Given text>
● ● ● ● ●

Democratic presidential candidate Sen. Kirsten Gillibrand (D., N.Y.) said during a Monday interview on CBS's "This Morning" that flip-flopping on issues was not part of her record.
CBS anchor Gayle King asked Gillibrand about the perception among Democrats that she's flip-flopped on issues and "betrayed" the Clinton family.
"It's still the talk of dinner party conversations about Senator Gillibrand that she flips and flops, that she betrayed the Clintons, that she seems to go with whatever the wind is blowing," King said. "I know you've heard that. How do you feel about that, and how do you address it?"
"It's certainly not my record, not who I am," Gillibrand responded. "It's true that my first election was a 2-1 Republican district in upstate New York. I was able to run that campaign on getting out of Iraq and [on] ‘Medicare for all', but still won a 2-1 Republican district. And won reelection by a 24-point margin."

● ● ● ● ●

Annotated photo localization data:

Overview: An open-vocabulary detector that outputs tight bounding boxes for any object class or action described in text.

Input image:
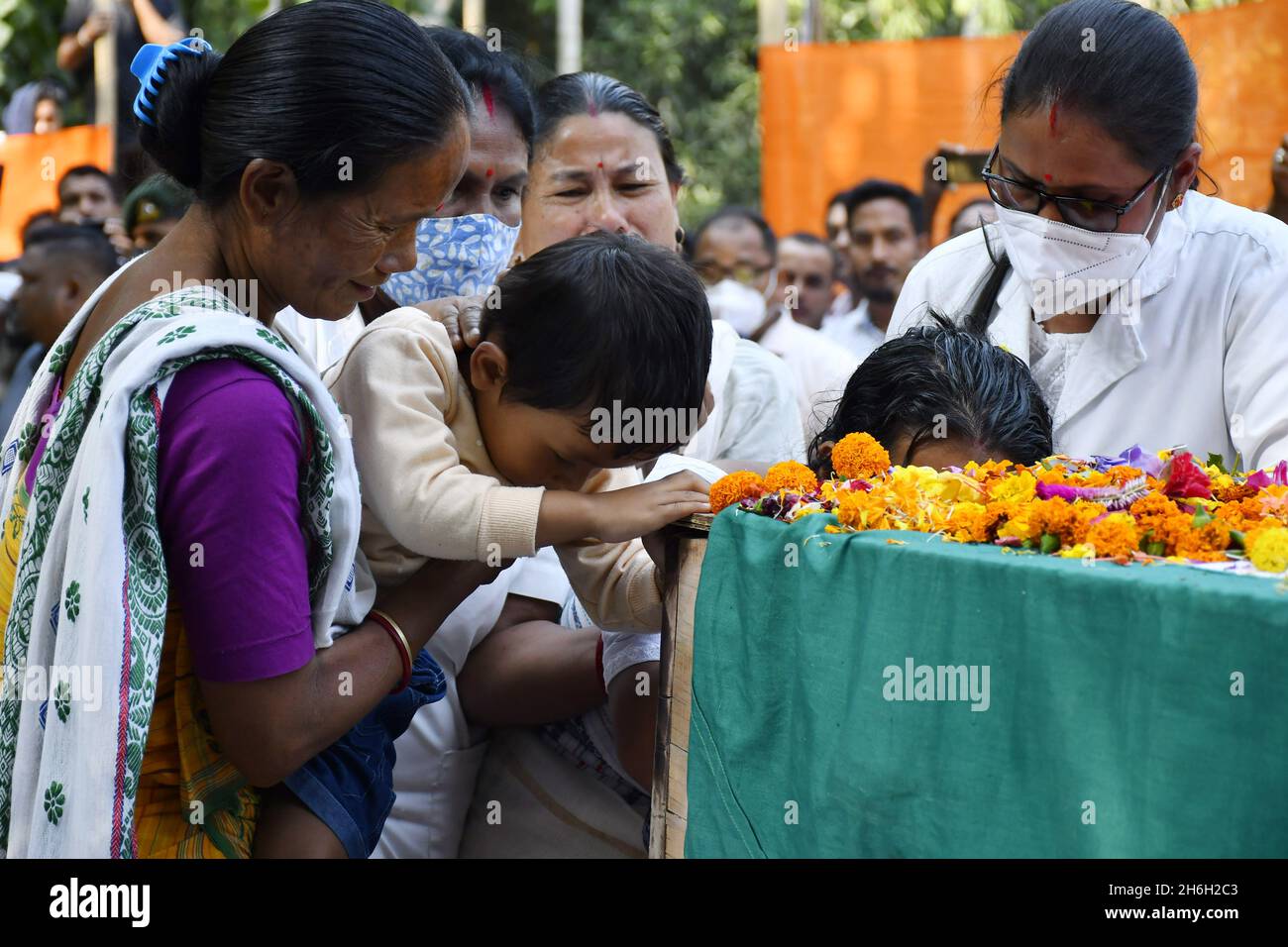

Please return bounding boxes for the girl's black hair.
[139,0,471,205]
[808,314,1052,476]
[966,0,1199,331]
[535,72,684,185]
[482,232,712,458]
[425,26,536,158]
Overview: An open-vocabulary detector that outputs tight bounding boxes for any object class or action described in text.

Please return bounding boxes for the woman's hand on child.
[415,296,486,352]
[587,471,711,543]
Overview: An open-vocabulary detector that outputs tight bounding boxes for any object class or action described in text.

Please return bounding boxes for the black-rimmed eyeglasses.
[982,146,1171,233]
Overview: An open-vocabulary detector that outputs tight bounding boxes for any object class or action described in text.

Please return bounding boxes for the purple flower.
[1091,445,1163,476]
[1038,480,1078,502]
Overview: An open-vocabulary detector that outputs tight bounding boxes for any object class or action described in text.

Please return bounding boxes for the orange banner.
[760,0,1288,249]
[0,125,112,261]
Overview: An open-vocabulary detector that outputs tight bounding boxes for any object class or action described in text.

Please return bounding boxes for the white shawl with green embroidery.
[0,266,373,858]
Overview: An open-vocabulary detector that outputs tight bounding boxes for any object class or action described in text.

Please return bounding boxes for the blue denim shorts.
[283,650,447,858]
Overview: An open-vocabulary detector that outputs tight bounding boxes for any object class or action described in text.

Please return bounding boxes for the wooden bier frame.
[648,513,712,858]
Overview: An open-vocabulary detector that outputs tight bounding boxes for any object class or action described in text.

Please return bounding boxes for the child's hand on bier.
[587,471,711,543]
[413,296,486,352]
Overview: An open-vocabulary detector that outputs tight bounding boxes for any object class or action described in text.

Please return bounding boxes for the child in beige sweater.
[327,233,712,631]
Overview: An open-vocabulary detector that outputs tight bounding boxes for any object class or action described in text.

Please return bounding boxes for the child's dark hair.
[482,232,712,458]
[808,314,1052,476]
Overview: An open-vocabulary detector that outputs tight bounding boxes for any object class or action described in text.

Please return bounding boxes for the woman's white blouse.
[886,191,1288,469]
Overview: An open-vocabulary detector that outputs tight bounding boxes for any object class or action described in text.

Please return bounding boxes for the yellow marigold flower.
[711,471,765,513]
[1086,513,1140,558]
[833,489,896,530]
[921,471,984,504]
[765,460,818,493]
[941,501,993,543]
[1248,526,1288,573]
[832,432,890,479]
[988,471,1038,502]
[997,509,1042,540]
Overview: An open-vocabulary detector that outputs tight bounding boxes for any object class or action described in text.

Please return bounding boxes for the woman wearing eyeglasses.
[889,0,1288,469]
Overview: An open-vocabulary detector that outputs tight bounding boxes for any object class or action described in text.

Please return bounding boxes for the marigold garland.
[711,471,765,513]
[765,460,818,493]
[832,432,890,480]
[711,433,1288,573]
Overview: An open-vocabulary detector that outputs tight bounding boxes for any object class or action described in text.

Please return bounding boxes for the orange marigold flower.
[1212,483,1257,502]
[834,489,898,530]
[711,471,765,513]
[1105,464,1141,484]
[1073,500,1109,545]
[765,460,818,493]
[1176,519,1231,562]
[1086,513,1140,558]
[832,432,890,479]
[1027,496,1078,546]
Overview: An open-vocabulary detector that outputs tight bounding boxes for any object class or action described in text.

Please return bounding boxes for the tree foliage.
[0,0,1232,227]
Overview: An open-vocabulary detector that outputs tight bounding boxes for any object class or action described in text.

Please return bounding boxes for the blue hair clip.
[130,36,214,128]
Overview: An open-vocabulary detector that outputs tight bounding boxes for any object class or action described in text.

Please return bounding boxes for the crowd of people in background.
[0,0,1288,857]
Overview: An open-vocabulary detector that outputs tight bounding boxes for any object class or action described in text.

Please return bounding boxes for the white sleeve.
[1225,246,1288,471]
[509,546,572,608]
[705,339,805,464]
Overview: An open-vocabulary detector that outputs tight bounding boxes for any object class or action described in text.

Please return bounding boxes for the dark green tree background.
[0,0,1232,227]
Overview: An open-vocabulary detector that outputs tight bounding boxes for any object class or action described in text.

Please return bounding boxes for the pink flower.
[1163,451,1212,500]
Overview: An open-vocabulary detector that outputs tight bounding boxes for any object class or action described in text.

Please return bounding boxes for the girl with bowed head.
[0,0,493,857]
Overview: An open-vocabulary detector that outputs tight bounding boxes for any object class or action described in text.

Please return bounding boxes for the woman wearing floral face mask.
[445,72,804,469]
[274,27,533,371]
[888,0,1288,469]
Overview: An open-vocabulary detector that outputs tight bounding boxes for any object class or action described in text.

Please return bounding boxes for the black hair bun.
[136,51,223,191]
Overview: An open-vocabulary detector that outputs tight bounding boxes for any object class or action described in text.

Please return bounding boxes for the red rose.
[1163,453,1212,500]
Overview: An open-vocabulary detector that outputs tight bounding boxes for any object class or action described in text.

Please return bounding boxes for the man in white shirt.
[693,207,858,436]
[774,232,854,329]
[820,179,927,361]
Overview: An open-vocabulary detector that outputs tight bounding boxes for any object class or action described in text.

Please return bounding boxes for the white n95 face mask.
[707,277,765,339]
[993,193,1162,322]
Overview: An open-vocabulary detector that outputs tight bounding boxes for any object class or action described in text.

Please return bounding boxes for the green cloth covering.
[686,510,1288,858]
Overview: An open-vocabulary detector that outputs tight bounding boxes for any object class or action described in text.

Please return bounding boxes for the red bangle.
[595,635,608,693]
[368,608,411,693]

● ● ● ● ●

Exercise goal> Continue the article about Senator Gillibrand's CBS interview, starting after its final sentence.

Answer box>
Before becoming a senator, Gillibrand was a member of the U.S. House of Representatives from 2007 to 2009. She was a member of the Blue Dog Democrats, a group of self-described moderate Democrats.
Gillibrand received an "A" rating from the National Rifle Association, opposed amnesty and driver's licenses for illegal immigrants, called for increase in funding for Immigrations and Customs Enforcement, and supported English being the official language of the United States.
She has now flipped-flopped on all those positions. She's called her previous positions "wrong" and "callous," saying she's now "embarrassed" and "ashamed" over them.